** Your instructions **
Begin with the line that holds "Query: player's face" and retype through the last line of the listing below, exactly; pictures are not part of the copy.
+ + +
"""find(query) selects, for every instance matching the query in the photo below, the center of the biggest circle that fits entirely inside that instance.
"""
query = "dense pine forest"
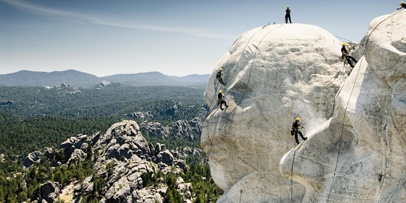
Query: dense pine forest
(35, 118)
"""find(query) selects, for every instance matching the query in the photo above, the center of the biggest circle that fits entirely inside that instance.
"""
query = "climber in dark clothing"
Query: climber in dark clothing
(296, 130)
(287, 15)
(218, 76)
(346, 56)
(402, 5)
(220, 100)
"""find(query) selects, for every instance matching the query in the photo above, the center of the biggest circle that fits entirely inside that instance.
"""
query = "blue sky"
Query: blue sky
(174, 37)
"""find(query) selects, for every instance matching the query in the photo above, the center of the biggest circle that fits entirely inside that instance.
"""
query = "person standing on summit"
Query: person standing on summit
(345, 55)
(287, 15)
(402, 5)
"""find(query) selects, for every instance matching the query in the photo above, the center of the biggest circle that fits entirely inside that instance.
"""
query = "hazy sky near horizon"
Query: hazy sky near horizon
(174, 37)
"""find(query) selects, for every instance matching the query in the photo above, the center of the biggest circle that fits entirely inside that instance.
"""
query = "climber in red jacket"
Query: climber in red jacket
(296, 130)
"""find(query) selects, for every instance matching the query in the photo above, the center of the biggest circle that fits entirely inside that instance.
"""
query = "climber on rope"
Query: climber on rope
(402, 5)
(287, 15)
(218, 76)
(221, 101)
(346, 56)
(296, 130)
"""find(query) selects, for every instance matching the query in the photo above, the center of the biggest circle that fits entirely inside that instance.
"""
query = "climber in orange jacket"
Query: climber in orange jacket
(220, 100)
(296, 130)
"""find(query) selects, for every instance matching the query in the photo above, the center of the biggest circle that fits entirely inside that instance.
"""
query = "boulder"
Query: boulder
(273, 75)
(358, 155)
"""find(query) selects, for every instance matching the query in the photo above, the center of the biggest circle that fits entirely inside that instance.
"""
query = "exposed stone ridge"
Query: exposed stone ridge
(122, 156)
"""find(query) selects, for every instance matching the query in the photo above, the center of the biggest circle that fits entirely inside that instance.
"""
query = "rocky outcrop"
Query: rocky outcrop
(122, 157)
(355, 151)
(33, 157)
(358, 155)
(49, 192)
(273, 74)
(178, 129)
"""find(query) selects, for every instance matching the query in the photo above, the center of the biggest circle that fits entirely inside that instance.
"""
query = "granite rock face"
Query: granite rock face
(273, 75)
(356, 125)
(359, 154)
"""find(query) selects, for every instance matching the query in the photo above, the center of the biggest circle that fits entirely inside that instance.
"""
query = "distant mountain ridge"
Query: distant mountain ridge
(80, 79)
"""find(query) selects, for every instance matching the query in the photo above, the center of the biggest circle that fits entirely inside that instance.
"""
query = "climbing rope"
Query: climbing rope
(348, 101)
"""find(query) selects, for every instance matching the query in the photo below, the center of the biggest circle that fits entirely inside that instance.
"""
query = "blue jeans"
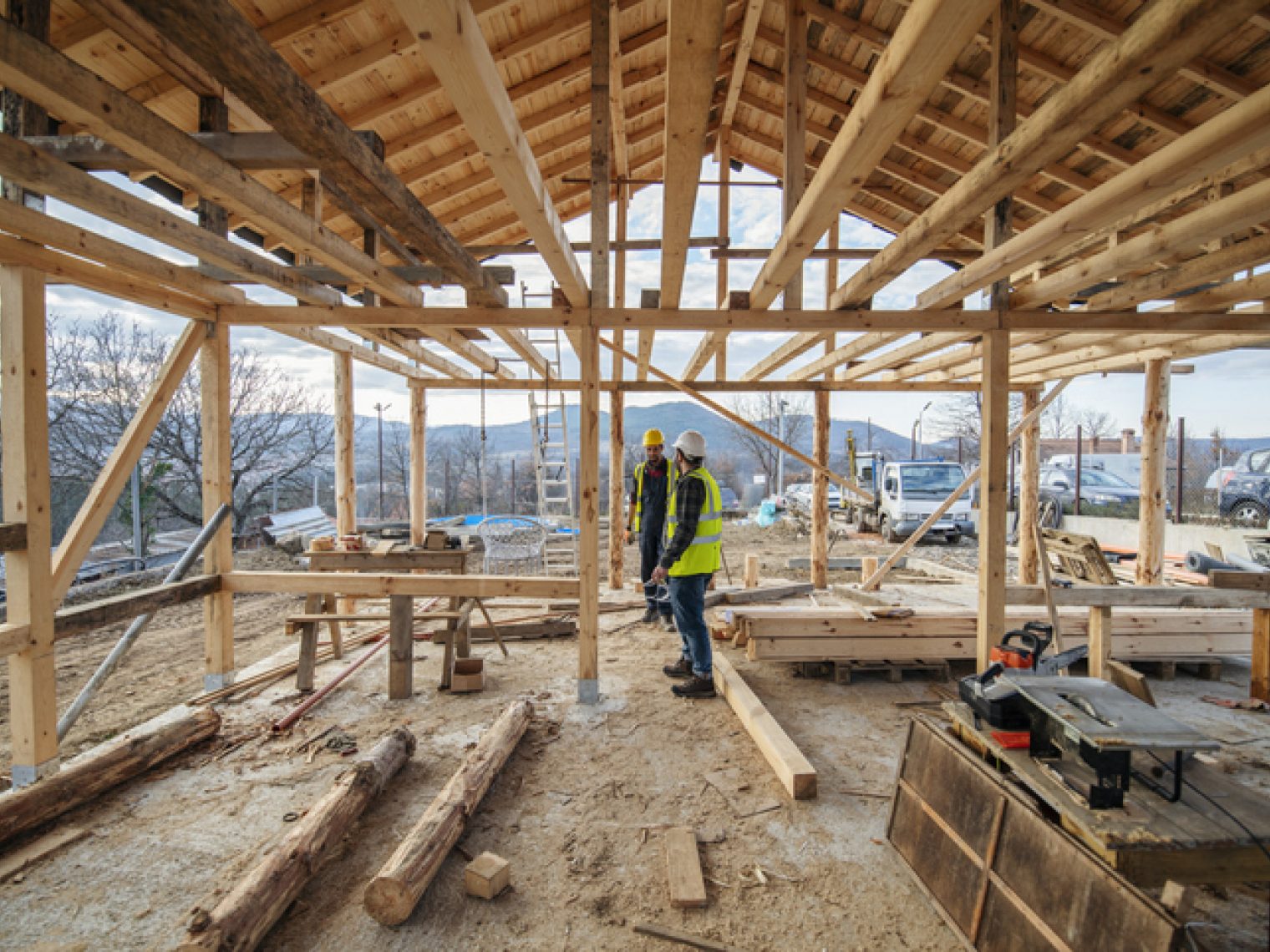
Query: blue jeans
(688, 600)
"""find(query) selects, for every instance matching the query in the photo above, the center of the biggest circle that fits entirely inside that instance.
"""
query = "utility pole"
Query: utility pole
(378, 412)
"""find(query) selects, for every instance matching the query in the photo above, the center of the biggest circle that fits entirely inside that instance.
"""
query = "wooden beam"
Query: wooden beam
(693, 37)
(24, 433)
(359, 585)
(790, 766)
(418, 465)
(1156, 44)
(217, 490)
(117, 470)
(1150, 565)
(588, 515)
(820, 493)
(229, 48)
(452, 43)
(744, 424)
(928, 39)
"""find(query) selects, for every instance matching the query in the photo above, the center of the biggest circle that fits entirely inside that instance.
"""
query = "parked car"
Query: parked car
(1099, 488)
(799, 497)
(1245, 495)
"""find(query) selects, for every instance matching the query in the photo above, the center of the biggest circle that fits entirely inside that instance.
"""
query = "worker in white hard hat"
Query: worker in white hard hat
(645, 517)
(693, 529)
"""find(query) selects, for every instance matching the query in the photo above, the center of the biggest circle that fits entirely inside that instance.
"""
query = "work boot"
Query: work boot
(679, 669)
(695, 687)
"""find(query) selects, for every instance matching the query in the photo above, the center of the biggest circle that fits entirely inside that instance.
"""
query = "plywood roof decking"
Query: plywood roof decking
(361, 58)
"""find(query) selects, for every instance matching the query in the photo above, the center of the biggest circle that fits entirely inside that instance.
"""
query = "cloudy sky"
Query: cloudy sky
(1228, 391)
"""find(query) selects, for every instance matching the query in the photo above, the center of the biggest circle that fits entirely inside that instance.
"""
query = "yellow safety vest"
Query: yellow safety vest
(639, 488)
(703, 555)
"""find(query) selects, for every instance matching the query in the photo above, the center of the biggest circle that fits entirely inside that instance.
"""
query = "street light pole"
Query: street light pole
(378, 410)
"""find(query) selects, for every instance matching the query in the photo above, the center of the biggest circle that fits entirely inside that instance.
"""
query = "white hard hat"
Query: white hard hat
(693, 443)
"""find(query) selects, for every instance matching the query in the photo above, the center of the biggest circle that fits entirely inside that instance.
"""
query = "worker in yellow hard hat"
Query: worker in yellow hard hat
(645, 517)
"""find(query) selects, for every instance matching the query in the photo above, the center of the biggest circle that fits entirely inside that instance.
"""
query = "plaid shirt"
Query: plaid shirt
(690, 499)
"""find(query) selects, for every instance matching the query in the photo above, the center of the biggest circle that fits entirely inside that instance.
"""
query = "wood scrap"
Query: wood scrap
(259, 899)
(688, 886)
(119, 761)
(42, 848)
(400, 884)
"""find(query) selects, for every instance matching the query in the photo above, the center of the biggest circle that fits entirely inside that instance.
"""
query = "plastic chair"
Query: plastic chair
(513, 544)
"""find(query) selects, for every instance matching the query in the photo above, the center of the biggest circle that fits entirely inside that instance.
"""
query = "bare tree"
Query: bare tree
(278, 428)
(764, 412)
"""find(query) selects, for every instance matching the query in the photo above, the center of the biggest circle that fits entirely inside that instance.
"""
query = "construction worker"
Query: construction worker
(647, 517)
(693, 527)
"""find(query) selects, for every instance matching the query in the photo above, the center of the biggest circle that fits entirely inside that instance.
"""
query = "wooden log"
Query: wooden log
(793, 769)
(683, 868)
(122, 759)
(251, 909)
(400, 884)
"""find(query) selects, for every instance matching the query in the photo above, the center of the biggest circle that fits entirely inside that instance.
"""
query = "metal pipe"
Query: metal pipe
(139, 625)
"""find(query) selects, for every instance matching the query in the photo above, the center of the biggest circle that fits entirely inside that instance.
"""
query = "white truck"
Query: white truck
(907, 492)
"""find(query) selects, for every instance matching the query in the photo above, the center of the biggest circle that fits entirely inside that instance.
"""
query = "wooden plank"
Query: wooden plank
(928, 39)
(693, 38)
(793, 769)
(686, 884)
(230, 48)
(130, 605)
(456, 51)
(394, 584)
(26, 480)
(1115, 76)
(42, 848)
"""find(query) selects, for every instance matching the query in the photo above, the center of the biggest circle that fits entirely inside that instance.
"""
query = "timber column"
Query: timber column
(419, 463)
(1155, 454)
(24, 433)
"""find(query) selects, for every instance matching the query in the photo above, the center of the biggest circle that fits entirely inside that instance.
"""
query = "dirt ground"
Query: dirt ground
(578, 810)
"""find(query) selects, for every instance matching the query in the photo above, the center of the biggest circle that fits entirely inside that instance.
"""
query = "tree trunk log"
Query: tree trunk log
(122, 759)
(243, 918)
(394, 893)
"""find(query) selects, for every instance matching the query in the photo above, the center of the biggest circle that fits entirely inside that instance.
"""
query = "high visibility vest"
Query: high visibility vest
(639, 489)
(703, 555)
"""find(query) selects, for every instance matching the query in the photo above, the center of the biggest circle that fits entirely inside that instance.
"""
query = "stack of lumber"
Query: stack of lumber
(844, 635)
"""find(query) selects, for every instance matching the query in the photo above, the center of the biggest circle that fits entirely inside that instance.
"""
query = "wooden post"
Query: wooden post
(24, 434)
(400, 884)
(400, 647)
(1150, 566)
(820, 493)
(588, 529)
(616, 488)
(346, 480)
(795, 129)
(419, 465)
(217, 490)
(993, 449)
(1100, 640)
(1262, 654)
(1029, 497)
(241, 918)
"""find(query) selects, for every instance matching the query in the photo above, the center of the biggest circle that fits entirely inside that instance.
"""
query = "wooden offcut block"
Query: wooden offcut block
(469, 676)
(486, 876)
(683, 868)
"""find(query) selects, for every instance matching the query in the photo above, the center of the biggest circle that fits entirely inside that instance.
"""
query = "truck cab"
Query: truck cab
(911, 490)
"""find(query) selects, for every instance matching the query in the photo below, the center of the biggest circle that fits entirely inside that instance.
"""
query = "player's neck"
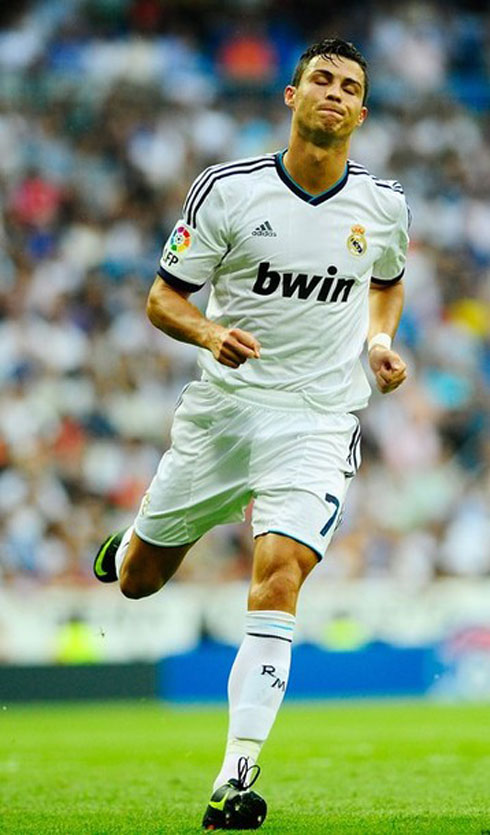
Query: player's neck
(315, 169)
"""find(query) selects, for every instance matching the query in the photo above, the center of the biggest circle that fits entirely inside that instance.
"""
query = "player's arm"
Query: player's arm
(171, 311)
(385, 309)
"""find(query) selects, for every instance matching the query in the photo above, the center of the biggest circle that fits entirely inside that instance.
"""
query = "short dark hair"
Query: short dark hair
(328, 48)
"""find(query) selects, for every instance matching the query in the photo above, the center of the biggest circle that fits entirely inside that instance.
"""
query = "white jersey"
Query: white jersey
(292, 269)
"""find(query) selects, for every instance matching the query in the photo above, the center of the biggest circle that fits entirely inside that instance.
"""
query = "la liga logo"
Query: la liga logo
(180, 240)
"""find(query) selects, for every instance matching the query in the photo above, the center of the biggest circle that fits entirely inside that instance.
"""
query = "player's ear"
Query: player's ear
(289, 95)
(362, 116)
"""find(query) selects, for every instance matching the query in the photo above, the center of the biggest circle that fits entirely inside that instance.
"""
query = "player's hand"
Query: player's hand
(233, 347)
(388, 368)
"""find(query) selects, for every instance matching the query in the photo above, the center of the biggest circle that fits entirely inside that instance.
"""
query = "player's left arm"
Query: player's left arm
(385, 309)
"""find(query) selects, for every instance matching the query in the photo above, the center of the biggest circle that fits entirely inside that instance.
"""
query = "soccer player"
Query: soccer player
(305, 252)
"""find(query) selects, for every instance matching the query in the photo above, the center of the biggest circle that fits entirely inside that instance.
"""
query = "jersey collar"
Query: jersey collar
(312, 199)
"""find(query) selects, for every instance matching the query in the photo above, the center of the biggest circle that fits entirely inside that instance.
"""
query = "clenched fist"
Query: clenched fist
(388, 368)
(232, 347)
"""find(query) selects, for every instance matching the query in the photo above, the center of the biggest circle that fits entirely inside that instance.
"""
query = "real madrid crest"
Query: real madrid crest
(356, 242)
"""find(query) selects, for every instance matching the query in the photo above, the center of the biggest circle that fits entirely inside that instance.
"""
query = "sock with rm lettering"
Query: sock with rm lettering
(256, 686)
(123, 547)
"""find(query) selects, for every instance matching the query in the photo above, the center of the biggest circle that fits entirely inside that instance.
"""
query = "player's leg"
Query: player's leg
(259, 675)
(142, 568)
(145, 568)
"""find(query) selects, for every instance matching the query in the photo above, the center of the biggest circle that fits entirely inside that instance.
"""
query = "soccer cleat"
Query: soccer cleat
(233, 805)
(105, 561)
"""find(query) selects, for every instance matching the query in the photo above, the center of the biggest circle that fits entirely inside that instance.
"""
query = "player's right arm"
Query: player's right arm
(171, 311)
(196, 246)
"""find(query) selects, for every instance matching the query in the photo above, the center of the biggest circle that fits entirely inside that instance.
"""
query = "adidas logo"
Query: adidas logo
(265, 229)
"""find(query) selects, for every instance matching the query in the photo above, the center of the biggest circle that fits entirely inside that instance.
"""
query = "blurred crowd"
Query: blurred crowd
(108, 110)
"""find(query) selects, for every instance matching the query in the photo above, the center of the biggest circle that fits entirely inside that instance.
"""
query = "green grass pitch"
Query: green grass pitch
(144, 768)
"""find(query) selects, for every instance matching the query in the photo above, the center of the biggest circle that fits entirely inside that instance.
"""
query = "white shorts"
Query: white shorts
(293, 461)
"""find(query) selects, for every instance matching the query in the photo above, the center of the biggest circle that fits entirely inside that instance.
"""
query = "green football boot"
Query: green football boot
(105, 561)
(233, 805)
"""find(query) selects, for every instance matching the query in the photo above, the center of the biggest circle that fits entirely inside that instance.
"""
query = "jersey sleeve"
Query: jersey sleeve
(390, 267)
(198, 241)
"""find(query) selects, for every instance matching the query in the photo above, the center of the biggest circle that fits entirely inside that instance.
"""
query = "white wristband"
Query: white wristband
(382, 339)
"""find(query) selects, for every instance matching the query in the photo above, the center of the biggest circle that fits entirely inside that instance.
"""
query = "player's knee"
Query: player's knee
(278, 589)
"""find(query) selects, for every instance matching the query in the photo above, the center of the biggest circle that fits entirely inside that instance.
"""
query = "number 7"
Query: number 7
(333, 500)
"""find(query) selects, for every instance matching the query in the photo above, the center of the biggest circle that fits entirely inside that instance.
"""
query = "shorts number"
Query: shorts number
(332, 500)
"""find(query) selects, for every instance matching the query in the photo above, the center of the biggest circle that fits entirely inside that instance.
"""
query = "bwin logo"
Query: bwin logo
(331, 289)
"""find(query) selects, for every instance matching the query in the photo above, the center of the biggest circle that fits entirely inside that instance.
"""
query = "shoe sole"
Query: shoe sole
(103, 574)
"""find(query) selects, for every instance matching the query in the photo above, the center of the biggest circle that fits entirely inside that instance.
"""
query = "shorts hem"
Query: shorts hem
(163, 544)
(319, 555)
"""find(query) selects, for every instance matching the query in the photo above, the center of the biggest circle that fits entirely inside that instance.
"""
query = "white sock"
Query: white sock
(123, 547)
(256, 686)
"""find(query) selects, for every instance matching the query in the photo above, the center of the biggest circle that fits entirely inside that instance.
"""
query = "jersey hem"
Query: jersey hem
(178, 283)
(386, 282)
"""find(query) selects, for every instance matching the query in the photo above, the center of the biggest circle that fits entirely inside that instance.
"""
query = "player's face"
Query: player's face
(327, 103)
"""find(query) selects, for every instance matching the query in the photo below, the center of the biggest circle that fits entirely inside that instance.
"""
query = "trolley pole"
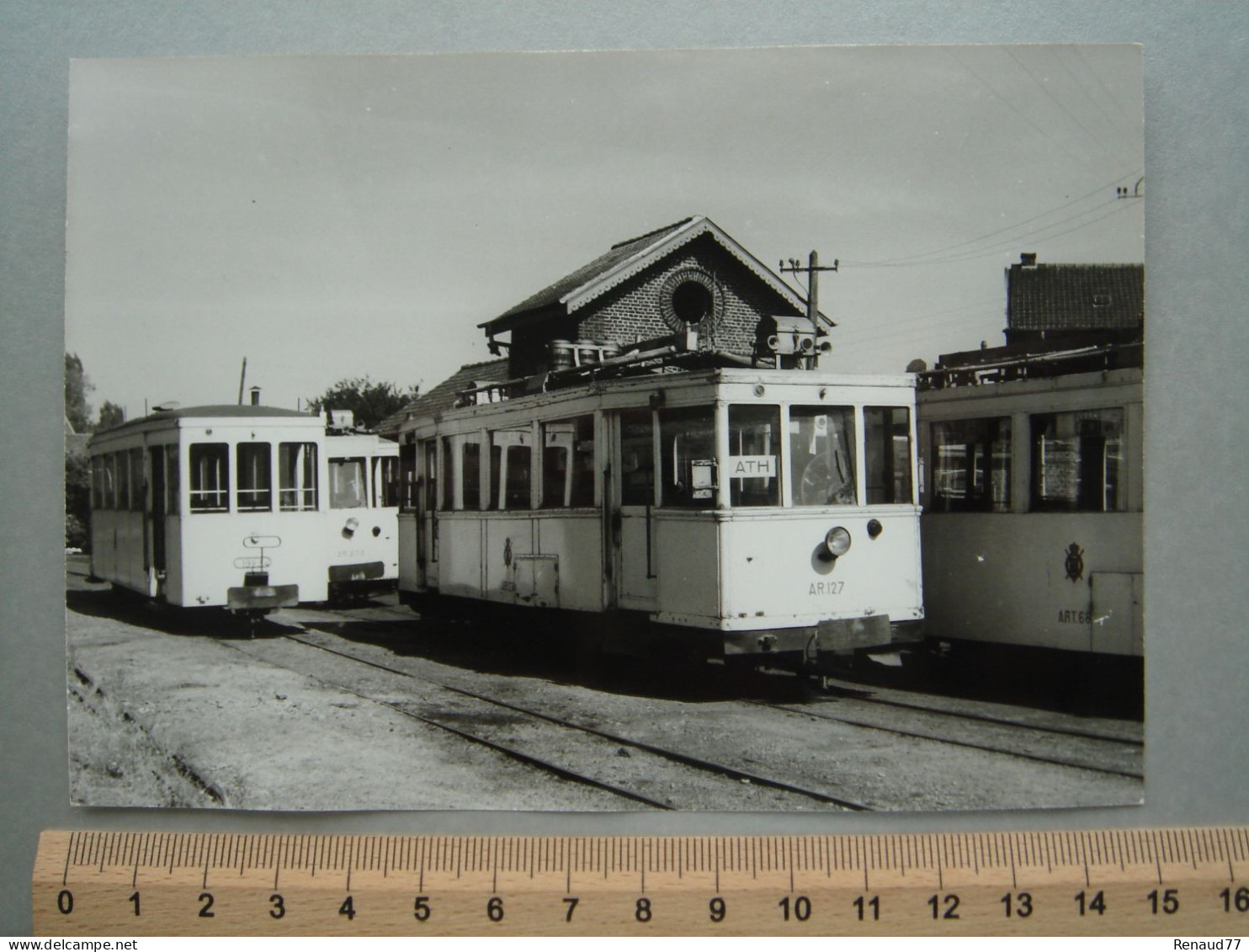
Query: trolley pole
+ + +
** Output for this task **
Query: player's face
(327, 103)
"""find(query) selects, for every instance matching the query in the photo below, the center of the biggest circle that fits entirely inside that instance.
"""
query = "trolley pole"
Query: trolley pole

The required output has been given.